Problem description: Which lines in the entries below contain the word "floor"? Pick out each of those lines and copy it in full.

Data for processing:
= = =

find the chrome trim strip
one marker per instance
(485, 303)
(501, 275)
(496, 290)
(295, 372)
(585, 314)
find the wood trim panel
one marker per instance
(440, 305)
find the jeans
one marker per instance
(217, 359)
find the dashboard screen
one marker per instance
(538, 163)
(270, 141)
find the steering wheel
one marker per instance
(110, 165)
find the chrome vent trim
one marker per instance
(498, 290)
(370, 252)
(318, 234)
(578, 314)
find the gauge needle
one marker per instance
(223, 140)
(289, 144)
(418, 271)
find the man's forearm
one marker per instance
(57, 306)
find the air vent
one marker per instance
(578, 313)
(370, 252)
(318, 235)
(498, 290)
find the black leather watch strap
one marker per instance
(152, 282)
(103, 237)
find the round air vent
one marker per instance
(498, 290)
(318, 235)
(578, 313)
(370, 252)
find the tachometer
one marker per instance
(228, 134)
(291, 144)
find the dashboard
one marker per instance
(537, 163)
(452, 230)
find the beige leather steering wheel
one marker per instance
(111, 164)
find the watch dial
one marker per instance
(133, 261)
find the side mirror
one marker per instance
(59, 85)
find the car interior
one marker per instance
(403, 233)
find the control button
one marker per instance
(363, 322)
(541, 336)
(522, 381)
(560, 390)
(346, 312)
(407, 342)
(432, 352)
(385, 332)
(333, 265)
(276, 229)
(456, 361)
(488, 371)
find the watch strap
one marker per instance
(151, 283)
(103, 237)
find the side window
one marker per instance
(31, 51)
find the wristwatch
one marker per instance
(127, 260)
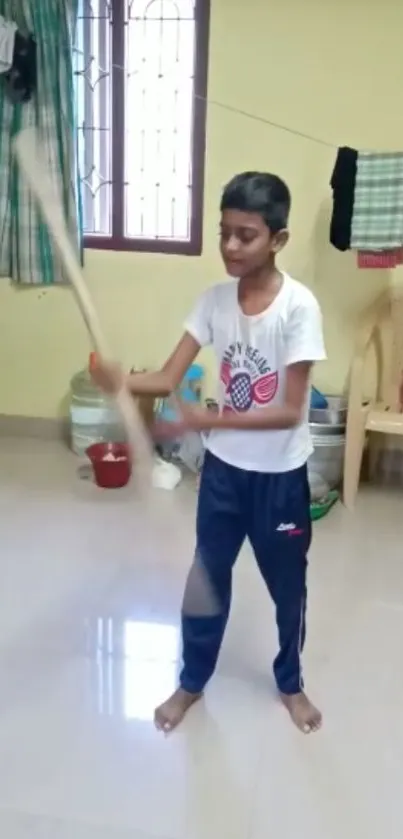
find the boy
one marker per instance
(266, 330)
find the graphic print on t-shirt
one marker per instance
(247, 378)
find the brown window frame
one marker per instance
(117, 241)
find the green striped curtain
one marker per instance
(26, 252)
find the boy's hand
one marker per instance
(193, 418)
(109, 377)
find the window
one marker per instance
(141, 74)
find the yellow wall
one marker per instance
(331, 68)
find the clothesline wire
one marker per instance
(241, 112)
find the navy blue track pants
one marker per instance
(272, 511)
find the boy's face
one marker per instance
(246, 243)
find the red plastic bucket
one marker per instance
(109, 473)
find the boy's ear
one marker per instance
(280, 240)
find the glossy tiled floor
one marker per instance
(89, 603)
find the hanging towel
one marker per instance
(343, 183)
(7, 39)
(380, 259)
(377, 223)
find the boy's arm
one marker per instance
(163, 382)
(198, 333)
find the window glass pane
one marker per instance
(93, 86)
(160, 37)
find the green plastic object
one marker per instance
(320, 508)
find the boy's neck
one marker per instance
(264, 280)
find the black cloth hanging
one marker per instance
(343, 185)
(21, 78)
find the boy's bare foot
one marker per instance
(305, 716)
(168, 715)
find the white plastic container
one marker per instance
(94, 417)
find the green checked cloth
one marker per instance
(26, 250)
(377, 223)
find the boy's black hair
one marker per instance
(262, 193)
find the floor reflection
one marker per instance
(136, 664)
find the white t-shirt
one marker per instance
(253, 353)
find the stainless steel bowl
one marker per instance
(334, 415)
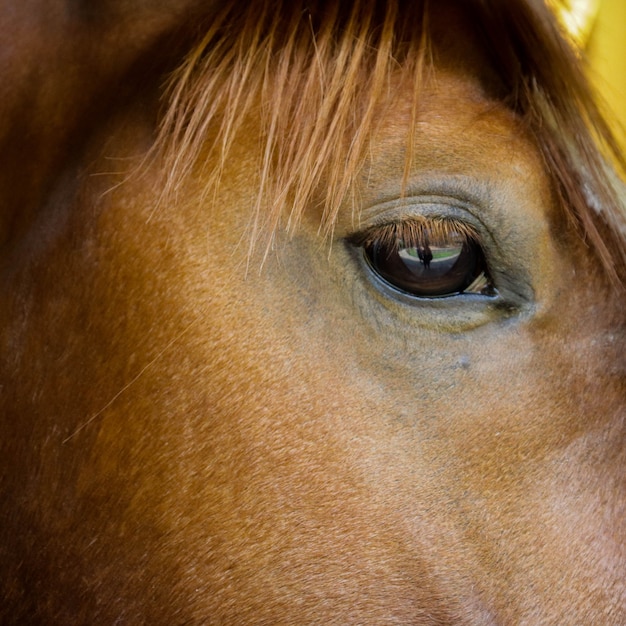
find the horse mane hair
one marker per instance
(312, 72)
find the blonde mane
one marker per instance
(313, 74)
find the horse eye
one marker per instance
(449, 265)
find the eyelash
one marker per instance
(427, 258)
(412, 232)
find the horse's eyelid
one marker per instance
(405, 230)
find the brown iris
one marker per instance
(428, 258)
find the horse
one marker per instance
(227, 395)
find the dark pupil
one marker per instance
(426, 269)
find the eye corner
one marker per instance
(426, 258)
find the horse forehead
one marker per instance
(460, 132)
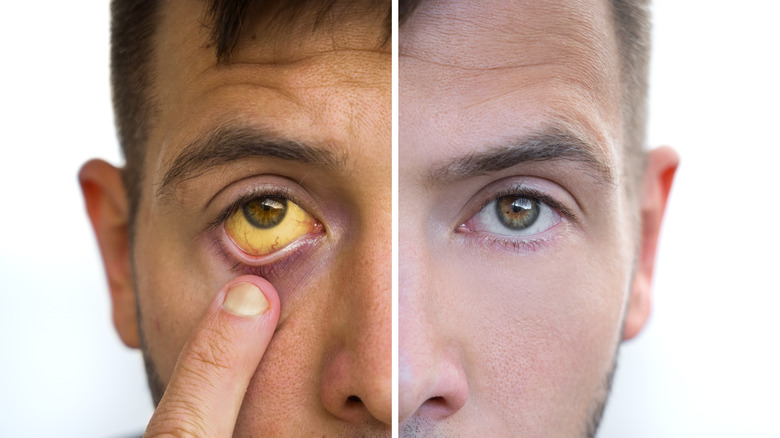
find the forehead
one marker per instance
(501, 67)
(288, 78)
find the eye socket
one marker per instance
(267, 224)
(515, 216)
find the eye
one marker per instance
(514, 215)
(267, 224)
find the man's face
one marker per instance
(516, 239)
(330, 91)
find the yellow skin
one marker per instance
(258, 241)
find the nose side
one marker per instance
(432, 381)
(357, 379)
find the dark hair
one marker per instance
(133, 26)
(632, 28)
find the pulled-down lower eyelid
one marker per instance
(282, 253)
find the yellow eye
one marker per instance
(267, 224)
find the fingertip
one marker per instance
(251, 296)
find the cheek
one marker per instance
(174, 291)
(542, 334)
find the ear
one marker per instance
(106, 201)
(657, 182)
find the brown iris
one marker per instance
(517, 213)
(265, 212)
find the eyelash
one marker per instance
(264, 270)
(228, 211)
(514, 244)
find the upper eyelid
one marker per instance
(523, 190)
(254, 193)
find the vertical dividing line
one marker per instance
(395, 216)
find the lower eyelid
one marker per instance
(293, 247)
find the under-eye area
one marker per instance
(517, 217)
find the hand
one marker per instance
(212, 374)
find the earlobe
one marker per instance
(106, 202)
(662, 164)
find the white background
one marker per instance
(707, 364)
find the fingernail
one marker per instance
(245, 299)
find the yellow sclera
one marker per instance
(258, 241)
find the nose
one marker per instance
(357, 380)
(432, 381)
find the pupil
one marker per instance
(517, 213)
(265, 212)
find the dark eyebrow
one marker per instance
(546, 145)
(227, 144)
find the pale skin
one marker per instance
(317, 359)
(516, 336)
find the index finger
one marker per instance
(213, 372)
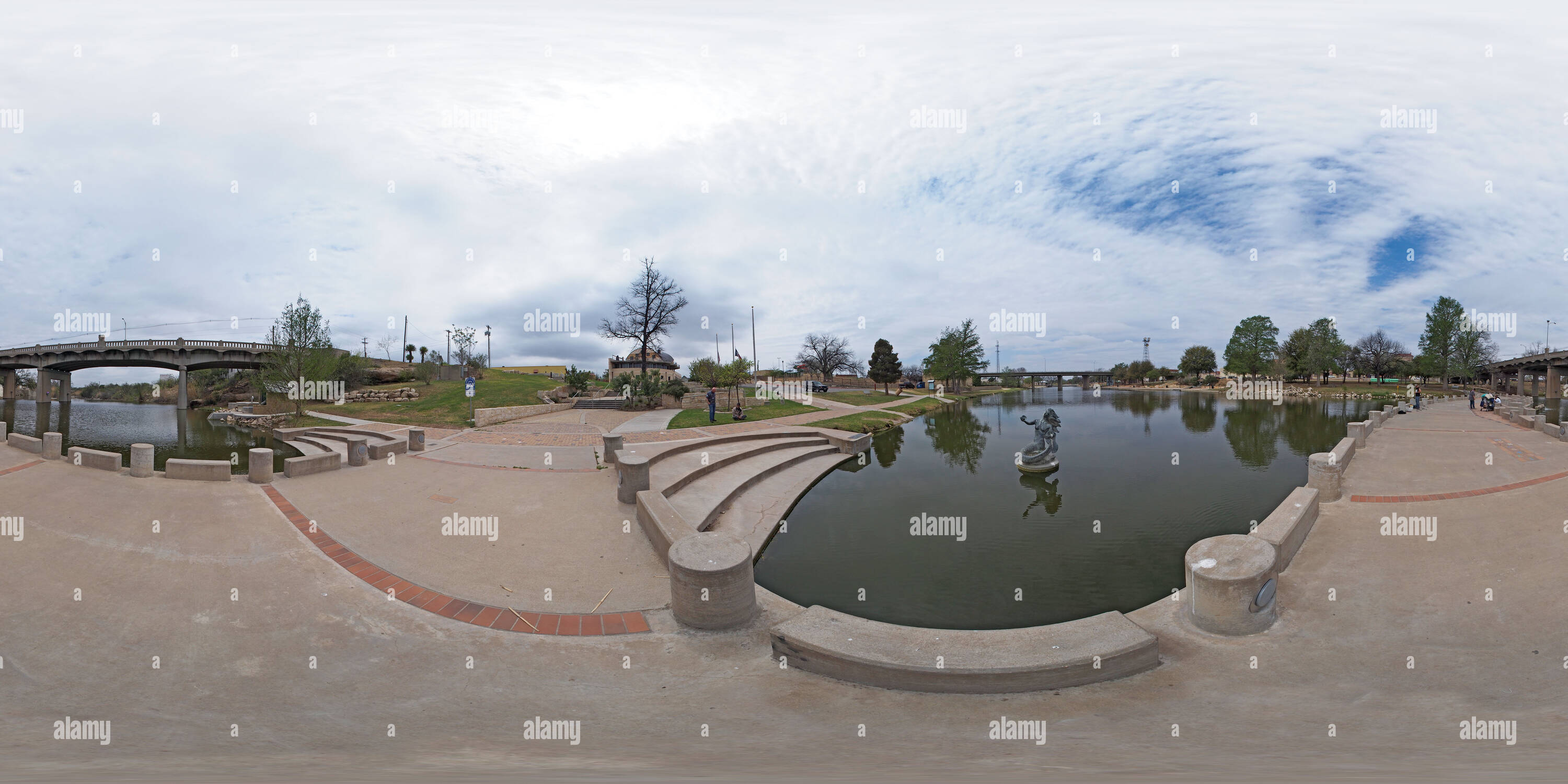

= = =

Solution to the problem:
find the glossy tiled floor
find the floor reflection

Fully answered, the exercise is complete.